_Point-per-instance localization data_
>>>>

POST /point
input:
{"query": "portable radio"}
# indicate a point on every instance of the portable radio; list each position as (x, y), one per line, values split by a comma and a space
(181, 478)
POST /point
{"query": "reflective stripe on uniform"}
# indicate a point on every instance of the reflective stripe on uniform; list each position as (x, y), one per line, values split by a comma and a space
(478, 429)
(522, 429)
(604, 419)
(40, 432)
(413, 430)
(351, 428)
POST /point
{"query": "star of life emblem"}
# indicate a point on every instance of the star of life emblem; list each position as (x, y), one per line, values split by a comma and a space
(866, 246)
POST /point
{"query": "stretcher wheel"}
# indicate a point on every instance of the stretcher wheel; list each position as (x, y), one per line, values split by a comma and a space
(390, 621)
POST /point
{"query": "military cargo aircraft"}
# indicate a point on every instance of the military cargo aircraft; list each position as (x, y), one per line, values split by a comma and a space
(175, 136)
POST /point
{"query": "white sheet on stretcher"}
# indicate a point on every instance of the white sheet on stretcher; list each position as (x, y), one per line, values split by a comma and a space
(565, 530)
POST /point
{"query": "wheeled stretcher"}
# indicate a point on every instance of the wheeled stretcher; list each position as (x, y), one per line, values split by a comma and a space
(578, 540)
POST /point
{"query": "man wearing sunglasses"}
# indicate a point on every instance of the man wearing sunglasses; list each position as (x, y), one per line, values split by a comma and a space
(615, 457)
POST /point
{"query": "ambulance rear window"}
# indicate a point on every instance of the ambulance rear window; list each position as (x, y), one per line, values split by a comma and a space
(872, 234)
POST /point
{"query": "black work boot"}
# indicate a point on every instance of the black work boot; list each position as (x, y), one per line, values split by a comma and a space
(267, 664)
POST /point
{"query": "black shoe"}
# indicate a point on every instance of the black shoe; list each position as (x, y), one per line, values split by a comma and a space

<<<<

_REQUIRED ACTION_
For the word "shoe", return every line of the records that holds it.

_TASK SOLUTION_
{"query": "black shoe"}
# indicate a point on every instance of the black shoe; list each position as (x, y), one per line, values split by a comma and a space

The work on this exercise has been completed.